(Input material begins)
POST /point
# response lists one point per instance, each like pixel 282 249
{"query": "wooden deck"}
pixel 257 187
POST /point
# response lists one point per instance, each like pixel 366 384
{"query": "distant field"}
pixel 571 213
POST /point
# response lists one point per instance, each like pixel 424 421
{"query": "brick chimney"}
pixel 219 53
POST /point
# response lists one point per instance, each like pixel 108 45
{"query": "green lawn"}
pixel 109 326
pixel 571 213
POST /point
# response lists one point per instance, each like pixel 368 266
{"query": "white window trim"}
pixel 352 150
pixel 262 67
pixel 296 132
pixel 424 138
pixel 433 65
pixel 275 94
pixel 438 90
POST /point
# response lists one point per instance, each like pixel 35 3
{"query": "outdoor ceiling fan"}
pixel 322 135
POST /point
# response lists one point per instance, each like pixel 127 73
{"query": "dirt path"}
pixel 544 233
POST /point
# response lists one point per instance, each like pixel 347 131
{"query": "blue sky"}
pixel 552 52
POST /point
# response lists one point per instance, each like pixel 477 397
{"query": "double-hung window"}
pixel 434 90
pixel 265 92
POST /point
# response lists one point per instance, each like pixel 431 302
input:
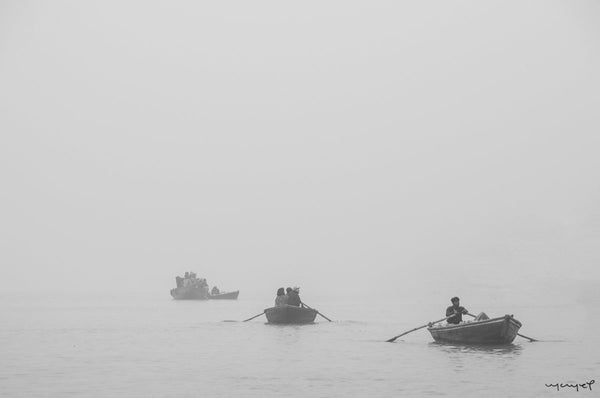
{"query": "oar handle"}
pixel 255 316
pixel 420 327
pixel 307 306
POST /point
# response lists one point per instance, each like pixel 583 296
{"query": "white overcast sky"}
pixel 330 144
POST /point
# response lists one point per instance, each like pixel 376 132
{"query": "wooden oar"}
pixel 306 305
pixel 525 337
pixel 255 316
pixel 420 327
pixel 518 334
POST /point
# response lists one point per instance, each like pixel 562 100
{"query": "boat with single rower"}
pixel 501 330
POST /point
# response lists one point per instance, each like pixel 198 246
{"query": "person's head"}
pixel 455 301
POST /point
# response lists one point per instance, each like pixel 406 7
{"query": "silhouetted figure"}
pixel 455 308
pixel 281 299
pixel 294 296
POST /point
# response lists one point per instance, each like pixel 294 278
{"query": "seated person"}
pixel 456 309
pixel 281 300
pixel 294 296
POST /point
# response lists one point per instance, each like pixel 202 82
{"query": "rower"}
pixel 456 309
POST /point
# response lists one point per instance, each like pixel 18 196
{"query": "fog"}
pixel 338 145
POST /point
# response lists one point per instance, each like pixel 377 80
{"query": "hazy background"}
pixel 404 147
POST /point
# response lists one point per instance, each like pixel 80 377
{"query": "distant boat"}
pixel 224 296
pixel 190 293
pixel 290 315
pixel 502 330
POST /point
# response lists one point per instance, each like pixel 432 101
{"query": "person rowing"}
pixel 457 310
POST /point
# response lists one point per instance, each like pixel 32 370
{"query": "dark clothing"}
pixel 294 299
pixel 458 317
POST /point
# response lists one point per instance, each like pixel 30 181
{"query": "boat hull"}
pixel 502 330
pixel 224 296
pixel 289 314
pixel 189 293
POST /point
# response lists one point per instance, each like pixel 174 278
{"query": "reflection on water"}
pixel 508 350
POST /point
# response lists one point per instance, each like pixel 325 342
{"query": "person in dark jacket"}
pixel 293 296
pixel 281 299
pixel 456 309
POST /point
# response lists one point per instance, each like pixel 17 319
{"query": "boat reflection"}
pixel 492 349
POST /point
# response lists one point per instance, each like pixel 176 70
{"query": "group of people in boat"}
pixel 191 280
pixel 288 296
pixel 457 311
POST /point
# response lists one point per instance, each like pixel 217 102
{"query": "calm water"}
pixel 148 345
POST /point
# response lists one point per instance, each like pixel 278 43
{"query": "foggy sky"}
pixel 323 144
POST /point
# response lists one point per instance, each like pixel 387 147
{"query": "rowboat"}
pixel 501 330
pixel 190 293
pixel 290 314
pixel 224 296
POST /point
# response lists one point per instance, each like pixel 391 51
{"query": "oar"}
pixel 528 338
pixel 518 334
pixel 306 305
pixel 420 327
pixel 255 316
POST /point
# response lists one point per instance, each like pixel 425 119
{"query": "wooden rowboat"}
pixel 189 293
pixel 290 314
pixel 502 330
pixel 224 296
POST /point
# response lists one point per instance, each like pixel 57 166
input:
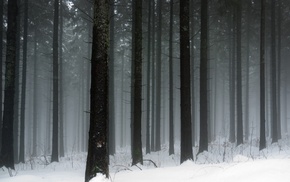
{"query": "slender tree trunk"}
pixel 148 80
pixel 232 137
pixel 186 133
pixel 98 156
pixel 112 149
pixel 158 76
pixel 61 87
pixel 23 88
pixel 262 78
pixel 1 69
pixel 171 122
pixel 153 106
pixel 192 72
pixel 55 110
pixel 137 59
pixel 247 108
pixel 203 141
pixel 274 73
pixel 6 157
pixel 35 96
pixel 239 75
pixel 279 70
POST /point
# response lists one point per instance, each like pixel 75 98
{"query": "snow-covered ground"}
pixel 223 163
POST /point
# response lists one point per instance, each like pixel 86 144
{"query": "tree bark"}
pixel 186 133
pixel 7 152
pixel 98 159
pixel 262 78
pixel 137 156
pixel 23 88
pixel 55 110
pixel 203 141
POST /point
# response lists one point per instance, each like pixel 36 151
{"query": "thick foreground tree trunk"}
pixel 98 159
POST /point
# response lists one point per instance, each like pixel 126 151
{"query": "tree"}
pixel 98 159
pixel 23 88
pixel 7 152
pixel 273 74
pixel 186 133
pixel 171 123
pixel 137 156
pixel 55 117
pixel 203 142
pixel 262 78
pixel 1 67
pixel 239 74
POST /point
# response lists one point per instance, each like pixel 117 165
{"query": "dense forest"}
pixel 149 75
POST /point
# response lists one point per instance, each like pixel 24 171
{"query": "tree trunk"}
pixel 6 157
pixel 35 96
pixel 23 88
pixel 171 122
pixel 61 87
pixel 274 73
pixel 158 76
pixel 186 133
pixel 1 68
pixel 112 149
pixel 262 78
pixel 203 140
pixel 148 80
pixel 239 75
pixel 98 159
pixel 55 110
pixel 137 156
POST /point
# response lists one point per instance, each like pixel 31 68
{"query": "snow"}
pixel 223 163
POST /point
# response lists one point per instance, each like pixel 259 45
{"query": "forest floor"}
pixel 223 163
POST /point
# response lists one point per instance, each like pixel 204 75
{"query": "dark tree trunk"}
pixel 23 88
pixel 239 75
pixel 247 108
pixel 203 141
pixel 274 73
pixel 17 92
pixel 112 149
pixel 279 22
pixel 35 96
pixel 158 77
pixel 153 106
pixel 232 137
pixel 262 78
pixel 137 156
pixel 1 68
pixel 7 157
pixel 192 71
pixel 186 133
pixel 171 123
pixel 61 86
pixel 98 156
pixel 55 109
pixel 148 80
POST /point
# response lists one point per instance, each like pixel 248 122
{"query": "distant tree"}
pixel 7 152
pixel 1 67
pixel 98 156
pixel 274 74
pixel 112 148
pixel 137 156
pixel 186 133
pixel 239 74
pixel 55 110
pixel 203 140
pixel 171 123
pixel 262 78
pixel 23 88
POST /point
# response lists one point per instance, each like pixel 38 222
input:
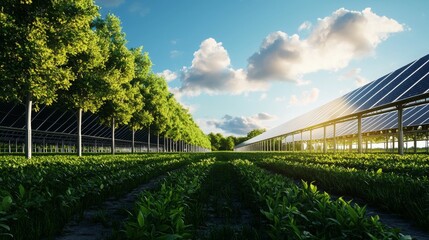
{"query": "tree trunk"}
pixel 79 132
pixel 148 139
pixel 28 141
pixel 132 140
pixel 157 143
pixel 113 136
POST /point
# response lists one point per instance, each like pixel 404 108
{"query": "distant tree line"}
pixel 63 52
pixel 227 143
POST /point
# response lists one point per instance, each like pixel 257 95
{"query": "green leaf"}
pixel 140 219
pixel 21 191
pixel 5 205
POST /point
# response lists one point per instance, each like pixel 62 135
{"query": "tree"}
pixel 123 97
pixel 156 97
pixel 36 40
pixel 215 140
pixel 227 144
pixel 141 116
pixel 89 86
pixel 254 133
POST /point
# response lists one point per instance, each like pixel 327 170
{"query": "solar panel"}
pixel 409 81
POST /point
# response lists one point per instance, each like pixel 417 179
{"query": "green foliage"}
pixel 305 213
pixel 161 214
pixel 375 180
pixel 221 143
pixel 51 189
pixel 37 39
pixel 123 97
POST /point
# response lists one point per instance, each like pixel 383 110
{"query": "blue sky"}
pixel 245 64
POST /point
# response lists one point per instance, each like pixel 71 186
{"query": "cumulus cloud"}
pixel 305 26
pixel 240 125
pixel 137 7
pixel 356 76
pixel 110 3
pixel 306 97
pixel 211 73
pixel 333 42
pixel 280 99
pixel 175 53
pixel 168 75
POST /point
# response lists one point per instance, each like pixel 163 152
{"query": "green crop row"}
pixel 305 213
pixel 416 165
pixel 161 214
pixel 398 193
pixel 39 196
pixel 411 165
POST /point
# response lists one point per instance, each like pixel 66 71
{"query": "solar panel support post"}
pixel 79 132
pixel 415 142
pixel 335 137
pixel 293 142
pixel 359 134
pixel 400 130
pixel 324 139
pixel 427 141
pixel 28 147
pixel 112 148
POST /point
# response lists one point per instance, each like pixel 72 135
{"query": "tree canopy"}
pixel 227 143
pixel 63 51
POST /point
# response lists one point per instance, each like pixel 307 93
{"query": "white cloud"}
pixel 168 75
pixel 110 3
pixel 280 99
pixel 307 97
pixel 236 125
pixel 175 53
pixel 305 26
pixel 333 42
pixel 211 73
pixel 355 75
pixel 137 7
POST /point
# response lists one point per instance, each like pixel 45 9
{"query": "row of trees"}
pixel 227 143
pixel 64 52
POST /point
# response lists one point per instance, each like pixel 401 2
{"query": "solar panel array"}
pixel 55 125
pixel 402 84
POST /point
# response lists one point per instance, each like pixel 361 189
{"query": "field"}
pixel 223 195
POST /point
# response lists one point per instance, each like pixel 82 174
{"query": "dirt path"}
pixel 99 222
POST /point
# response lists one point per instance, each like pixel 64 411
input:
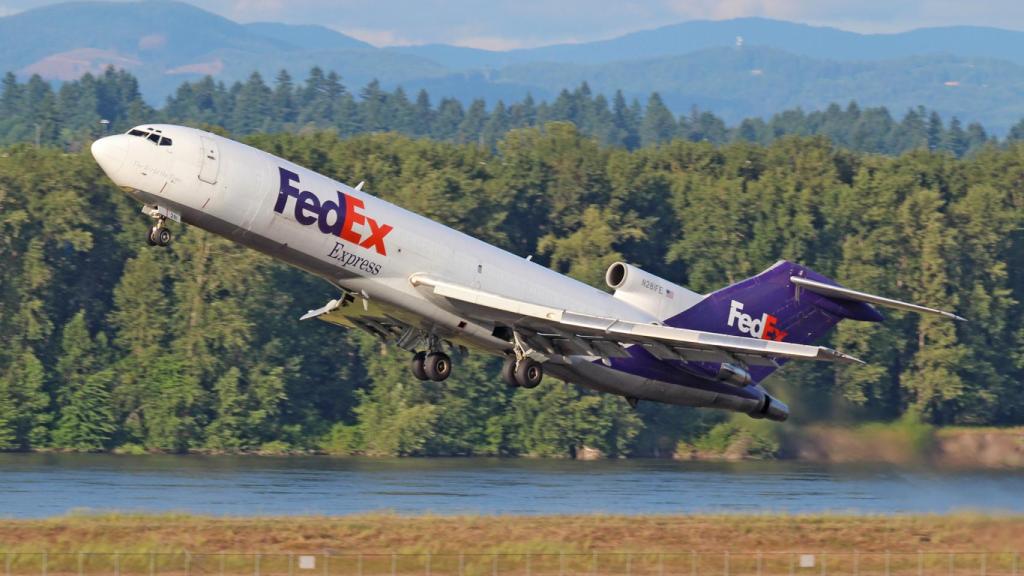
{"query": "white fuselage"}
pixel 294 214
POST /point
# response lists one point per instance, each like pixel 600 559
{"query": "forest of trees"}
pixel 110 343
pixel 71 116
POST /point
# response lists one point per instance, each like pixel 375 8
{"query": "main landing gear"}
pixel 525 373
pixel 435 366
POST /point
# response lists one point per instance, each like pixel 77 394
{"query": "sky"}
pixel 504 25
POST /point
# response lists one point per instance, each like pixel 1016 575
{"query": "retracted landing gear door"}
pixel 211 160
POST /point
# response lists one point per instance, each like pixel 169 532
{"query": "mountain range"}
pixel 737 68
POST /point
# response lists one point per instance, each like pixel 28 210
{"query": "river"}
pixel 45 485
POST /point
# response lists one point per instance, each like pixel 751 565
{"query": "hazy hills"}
(Input material ends)
◆ **About this exercise**
Print exactly the lines that run from the line containing "# response lists one point per instance, each like pixel 77" to the end of the data, both ends included.

◆ **Task answer**
# response lists one point per instance, each like pixel 77 394
{"query": "sky"}
pixel 504 25
POST /point
# response lists one point per instance, each like pixel 1016 575
{"query": "retracted landing gear door"}
pixel 211 160
POST /point
# response lists one point per instance, each like pixel 169 532
{"query": "mountain range"}
pixel 737 68
POST /point
# response lists one point per instance, each like pixel 28 210
{"query": "river"}
pixel 45 485
POST /point
# response lists one point per instance, each like pixel 751 565
{"query": "hazy hills"}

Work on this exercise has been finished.